CLEVELAND, Ohio – Now, the Browns wait for the NFL to rule in the Deshaun Watson case.
And with most of the civil lawsuits by massage therapists settled by Watson and his lawyers, one big problem should no longer be a possibility.
That would have been placing the QB on paid leave for the entire 2022 season, then awaiting how the courts would rule in the 24 lawsuits facing Watson.
Yes, that could have led to a suspension for part or all of 2023.
Now it’s likely that whatever the NFL does, it will be held to the 2022 season. Then Watson should be able to play in 2023, unless the league comes up with a stunning multiyear suspension.
There are still four lawsuits pending. But now that 20 have settled, that should set up the financial parameters to work out a deal taking care of those civil suits.
For the Browns, this has to be a relief. It would appear the worst-case scenario is over. Also, the nightmarish public relations battle over Watson’s conduct should be calmed down.

— Data shown —

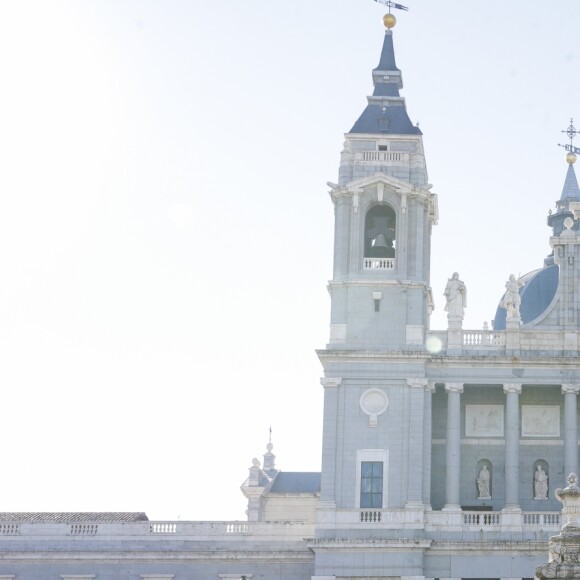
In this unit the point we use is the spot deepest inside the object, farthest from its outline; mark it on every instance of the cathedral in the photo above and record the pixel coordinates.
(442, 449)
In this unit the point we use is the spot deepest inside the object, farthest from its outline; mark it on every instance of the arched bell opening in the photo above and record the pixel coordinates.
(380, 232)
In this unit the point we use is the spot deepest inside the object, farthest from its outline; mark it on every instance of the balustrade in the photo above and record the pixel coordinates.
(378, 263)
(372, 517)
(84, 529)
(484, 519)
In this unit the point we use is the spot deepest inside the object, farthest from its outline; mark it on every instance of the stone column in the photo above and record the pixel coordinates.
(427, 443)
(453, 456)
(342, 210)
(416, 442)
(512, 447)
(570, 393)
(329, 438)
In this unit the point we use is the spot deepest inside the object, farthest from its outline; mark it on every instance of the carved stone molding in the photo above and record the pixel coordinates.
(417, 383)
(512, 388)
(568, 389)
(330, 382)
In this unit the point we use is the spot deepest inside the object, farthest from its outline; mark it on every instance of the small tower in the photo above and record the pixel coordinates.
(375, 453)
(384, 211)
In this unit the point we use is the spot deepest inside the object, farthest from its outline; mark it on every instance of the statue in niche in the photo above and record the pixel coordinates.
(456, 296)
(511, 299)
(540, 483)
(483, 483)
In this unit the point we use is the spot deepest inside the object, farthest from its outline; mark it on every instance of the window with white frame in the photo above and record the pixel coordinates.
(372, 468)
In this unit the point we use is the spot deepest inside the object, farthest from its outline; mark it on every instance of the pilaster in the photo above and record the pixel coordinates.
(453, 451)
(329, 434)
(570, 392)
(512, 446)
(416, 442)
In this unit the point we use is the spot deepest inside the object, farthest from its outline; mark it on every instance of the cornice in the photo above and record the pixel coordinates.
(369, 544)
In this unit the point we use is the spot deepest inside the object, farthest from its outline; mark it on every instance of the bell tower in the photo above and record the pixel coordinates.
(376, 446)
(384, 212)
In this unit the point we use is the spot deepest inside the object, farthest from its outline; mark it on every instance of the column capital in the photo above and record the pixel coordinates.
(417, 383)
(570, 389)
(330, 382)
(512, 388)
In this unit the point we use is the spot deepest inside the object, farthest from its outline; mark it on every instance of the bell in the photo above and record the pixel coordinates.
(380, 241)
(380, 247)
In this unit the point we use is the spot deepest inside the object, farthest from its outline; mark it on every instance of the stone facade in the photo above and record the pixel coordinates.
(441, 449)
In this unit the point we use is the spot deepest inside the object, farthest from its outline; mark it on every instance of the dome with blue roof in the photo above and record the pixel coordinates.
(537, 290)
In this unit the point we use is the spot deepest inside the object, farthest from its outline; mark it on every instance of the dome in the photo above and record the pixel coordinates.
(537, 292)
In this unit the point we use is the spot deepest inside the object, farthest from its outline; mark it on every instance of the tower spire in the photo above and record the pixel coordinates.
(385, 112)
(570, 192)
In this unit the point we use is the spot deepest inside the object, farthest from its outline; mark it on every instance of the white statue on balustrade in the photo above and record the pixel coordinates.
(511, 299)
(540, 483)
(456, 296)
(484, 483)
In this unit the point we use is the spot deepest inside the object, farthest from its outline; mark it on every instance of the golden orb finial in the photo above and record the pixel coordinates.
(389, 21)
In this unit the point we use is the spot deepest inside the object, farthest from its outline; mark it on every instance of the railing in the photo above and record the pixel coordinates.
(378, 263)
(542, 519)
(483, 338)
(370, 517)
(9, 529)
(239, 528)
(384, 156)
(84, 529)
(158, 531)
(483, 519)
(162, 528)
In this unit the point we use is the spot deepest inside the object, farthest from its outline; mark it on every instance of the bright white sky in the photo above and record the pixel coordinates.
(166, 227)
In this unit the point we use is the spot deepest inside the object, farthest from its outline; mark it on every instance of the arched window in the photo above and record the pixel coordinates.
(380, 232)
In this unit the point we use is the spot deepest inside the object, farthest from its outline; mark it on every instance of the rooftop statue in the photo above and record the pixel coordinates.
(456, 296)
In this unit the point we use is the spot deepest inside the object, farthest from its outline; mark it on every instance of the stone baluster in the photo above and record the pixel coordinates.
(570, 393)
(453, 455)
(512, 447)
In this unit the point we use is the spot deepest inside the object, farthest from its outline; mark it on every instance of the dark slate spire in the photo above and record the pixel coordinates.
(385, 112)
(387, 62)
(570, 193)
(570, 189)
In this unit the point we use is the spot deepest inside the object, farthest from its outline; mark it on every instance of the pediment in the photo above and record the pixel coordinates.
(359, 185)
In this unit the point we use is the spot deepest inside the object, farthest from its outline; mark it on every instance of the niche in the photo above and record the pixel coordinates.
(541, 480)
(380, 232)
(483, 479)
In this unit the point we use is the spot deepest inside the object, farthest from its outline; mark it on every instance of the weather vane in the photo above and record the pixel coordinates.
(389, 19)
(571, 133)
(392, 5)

— What is required —
According to the article on the Deshaun Watson case, how many of the civil lawsuits against Watson are still pending?

— Answer —
Four